- Task
Starting with the line that holds "of the brown", copy out each remaining line of the listing below, up to and including the last one, and include nothing else.

---------------

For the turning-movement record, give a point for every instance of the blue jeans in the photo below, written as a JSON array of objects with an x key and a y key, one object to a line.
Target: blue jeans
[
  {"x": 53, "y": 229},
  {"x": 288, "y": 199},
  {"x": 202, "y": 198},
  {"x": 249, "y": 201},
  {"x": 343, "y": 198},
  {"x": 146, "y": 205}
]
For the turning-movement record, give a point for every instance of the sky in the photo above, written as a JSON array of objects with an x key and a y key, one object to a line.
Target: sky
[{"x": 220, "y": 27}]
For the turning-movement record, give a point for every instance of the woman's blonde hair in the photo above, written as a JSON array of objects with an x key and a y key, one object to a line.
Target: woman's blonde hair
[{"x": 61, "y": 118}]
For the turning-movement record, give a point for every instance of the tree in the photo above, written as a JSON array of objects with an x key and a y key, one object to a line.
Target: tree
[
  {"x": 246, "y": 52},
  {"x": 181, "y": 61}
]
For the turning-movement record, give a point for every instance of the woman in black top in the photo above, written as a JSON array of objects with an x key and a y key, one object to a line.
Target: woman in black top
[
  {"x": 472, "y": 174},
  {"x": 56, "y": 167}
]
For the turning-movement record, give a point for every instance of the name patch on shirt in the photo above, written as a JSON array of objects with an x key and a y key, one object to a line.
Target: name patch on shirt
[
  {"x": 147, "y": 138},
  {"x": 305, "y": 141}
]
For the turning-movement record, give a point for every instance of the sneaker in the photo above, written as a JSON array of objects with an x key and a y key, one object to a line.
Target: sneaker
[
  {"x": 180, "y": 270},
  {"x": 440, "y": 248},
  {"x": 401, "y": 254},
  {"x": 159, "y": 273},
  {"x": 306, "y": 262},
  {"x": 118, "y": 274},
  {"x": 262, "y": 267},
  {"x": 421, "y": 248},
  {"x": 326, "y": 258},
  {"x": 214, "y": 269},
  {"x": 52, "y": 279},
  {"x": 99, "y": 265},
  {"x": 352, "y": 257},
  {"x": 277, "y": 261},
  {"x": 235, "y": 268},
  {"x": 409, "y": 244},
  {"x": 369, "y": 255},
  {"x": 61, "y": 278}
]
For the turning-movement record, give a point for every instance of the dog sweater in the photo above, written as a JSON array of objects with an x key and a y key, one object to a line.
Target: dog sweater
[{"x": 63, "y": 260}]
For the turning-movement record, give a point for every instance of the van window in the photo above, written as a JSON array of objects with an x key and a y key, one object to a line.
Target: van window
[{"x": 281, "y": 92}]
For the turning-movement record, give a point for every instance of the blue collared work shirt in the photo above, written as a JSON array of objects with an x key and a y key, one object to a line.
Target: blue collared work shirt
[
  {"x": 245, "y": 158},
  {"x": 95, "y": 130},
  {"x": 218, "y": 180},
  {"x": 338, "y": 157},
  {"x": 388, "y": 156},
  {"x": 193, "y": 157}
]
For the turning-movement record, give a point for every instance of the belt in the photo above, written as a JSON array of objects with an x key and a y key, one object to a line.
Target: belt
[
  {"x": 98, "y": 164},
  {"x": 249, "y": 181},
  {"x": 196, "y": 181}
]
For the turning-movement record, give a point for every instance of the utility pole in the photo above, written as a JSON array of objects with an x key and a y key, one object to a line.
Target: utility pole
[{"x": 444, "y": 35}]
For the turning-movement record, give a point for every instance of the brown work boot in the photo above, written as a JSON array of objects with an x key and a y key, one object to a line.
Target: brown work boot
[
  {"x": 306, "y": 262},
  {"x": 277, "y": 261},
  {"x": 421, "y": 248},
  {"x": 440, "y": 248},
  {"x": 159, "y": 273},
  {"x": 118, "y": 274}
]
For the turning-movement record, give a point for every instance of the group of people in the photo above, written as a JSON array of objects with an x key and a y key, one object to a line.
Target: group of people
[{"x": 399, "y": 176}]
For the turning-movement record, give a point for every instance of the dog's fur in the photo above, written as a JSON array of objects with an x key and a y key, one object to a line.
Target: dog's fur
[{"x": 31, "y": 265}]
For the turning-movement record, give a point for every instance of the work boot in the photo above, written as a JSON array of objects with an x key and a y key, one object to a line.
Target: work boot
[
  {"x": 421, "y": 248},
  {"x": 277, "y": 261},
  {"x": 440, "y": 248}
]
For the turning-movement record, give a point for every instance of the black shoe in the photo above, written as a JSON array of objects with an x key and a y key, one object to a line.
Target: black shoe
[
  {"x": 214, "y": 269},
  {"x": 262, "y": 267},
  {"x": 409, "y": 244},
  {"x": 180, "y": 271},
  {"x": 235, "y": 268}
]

---------------

- Solution to this exercise
For the turning-movement record, give a point for every instance of the brown work boot in the photo above, written as a JSON array of objects with an x key and a y key, one object to a line.
Target: brown work boot
[
  {"x": 306, "y": 262},
  {"x": 277, "y": 261},
  {"x": 421, "y": 248},
  {"x": 440, "y": 248},
  {"x": 159, "y": 273},
  {"x": 118, "y": 274}
]
For the turning-movement record, give a point for every instance of the group of people in the photo above, written as a JSON array of objects with an x key and a y key, one object to a line.
Target: group of people
[{"x": 399, "y": 176}]
For the turning-movement record, give a point for every instance of the dog's fur in the photo above, written as a JSON array of objects with an x key and a y key, one object to a line.
Target: dog's fur
[{"x": 31, "y": 265}]
For the turning-movement record, give a point for every instance of the work boot in the photo above, written as a JSON array of objects with an x key and a y key, one object to a line.
Target: work boot
[
  {"x": 421, "y": 248},
  {"x": 277, "y": 261},
  {"x": 440, "y": 248}
]
For the turning-movement record, give a point for every instance of the black shoe in the photo above, written as a JSON array of objects with an x key and a y key, one object to a line.
Target: black shoe
[
  {"x": 214, "y": 269},
  {"x": 262, "y": 267},
  {"x": 409, "y": 244},
  {"x": 180, "y": 271},
  {"x": 235, "y": 268}
]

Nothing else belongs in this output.